## start DATA SECTION
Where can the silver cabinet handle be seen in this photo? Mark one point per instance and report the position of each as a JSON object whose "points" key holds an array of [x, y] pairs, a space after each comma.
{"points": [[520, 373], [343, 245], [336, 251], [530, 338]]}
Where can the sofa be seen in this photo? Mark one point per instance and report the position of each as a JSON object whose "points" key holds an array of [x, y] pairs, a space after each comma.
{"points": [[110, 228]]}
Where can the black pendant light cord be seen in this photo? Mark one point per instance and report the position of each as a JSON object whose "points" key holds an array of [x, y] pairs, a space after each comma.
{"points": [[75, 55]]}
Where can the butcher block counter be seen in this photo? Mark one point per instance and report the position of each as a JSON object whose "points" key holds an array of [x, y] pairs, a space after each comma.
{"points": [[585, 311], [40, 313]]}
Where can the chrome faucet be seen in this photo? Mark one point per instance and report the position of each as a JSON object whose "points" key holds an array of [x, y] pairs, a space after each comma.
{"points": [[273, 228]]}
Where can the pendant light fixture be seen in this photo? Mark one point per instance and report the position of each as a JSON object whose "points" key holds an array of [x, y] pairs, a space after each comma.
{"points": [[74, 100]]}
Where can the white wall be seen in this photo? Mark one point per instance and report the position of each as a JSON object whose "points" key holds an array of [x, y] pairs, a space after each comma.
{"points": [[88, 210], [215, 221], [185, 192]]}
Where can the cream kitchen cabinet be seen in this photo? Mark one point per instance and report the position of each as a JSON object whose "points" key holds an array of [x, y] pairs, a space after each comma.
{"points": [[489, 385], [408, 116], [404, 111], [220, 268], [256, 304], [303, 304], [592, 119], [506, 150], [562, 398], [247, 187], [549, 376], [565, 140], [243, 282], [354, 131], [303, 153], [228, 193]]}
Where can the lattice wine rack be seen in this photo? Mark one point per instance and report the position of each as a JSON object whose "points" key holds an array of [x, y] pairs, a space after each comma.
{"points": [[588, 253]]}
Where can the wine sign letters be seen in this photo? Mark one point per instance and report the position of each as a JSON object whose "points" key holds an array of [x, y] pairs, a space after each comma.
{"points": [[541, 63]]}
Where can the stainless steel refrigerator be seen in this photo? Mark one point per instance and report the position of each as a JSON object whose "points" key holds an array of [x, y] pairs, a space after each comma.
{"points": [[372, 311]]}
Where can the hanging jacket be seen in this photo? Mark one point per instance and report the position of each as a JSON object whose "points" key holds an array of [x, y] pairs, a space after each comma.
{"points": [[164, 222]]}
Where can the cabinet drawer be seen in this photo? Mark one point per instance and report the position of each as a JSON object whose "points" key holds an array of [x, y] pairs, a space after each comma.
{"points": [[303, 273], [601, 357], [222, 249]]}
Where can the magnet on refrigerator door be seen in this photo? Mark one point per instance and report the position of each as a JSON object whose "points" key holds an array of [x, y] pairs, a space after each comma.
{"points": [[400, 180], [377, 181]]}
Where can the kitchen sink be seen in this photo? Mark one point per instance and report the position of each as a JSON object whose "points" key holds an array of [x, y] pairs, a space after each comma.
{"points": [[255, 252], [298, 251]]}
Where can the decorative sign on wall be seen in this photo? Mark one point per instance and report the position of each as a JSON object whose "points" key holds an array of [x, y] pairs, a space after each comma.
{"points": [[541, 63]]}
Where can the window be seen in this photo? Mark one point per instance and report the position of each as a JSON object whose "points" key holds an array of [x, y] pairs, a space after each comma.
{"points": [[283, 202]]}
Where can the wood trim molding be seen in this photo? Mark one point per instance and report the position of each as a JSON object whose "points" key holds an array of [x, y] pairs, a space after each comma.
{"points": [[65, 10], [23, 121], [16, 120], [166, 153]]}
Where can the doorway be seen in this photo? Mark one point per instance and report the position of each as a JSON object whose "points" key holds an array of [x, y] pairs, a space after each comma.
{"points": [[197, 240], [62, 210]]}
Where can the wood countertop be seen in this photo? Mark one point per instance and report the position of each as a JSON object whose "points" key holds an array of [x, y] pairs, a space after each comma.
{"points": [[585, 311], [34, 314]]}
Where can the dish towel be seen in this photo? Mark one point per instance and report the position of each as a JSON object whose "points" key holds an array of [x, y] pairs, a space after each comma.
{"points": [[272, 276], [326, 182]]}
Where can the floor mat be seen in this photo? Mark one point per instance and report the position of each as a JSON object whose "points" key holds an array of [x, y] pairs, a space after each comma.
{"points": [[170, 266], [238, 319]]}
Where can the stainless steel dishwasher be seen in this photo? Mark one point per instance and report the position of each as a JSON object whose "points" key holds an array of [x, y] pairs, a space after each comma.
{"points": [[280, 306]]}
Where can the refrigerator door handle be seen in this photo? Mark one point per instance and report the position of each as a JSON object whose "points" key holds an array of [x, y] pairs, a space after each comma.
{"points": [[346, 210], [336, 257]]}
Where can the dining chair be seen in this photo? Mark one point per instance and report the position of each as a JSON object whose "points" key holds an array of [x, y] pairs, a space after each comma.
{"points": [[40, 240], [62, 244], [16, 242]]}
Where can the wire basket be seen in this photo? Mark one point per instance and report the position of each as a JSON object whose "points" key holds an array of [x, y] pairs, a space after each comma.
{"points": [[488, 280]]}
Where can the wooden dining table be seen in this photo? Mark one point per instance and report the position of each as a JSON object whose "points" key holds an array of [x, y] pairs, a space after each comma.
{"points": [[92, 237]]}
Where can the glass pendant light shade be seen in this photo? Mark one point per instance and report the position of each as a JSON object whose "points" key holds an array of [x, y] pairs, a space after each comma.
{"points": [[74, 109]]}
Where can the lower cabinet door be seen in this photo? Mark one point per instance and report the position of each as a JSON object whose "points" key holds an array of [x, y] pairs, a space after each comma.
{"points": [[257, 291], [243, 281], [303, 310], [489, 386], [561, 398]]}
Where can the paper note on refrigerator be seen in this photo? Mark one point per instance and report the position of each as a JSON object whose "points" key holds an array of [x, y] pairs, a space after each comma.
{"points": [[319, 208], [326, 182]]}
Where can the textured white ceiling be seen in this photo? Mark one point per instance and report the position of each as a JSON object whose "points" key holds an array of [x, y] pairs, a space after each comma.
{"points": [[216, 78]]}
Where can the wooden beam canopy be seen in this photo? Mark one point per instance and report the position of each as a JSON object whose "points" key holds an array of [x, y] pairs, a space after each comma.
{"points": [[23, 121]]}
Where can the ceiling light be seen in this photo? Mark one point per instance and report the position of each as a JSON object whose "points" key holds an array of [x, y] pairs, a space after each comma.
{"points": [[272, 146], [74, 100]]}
## end DATA SECTION
## start DATA SECTION
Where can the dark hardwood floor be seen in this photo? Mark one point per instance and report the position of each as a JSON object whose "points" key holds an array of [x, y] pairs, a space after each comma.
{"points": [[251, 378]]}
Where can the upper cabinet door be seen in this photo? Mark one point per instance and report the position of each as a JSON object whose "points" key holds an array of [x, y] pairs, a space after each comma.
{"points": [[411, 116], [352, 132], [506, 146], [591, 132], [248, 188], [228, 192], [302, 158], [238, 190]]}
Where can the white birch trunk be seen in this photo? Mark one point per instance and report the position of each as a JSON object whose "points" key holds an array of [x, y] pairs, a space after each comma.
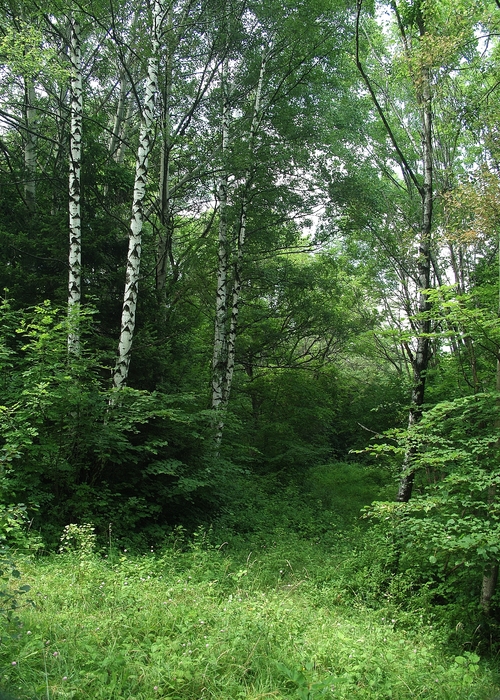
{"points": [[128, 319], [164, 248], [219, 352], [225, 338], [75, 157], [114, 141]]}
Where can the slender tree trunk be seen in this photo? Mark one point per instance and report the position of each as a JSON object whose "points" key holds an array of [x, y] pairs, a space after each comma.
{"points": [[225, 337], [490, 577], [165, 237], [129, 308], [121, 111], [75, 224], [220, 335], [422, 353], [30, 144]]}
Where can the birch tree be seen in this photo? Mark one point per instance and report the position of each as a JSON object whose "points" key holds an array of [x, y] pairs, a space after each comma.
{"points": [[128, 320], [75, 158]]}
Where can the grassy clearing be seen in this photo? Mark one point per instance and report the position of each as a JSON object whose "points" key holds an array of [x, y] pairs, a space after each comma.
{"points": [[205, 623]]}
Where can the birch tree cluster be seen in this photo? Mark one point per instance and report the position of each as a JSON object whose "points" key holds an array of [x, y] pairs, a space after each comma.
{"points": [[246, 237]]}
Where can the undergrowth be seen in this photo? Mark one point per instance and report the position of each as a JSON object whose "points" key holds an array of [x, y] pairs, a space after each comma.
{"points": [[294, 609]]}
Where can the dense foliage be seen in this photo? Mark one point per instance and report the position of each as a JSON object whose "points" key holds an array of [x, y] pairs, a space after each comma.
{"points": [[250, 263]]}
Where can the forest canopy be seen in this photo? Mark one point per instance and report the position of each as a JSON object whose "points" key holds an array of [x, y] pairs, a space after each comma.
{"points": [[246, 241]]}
## end DATA SECTION
- **PROBLEM TO SOLVE**
Which lines in the items above contain the string "handle"? Extract each one, treating case as significant.

- **OUTPUT OF THE TASK**
Where can the silver cabinet handle be seen in this photo? Mark one point per instance and report the position of each as a JSON object whose "points" key holds an array of [x, y] pairs, a space after each comma.
Where can the refrigerator door handle be seen in this photo? Mark one point per instance and report the position of each as a JSON object whose "points" key holds an array of [x, y] pairs, a space after each comma.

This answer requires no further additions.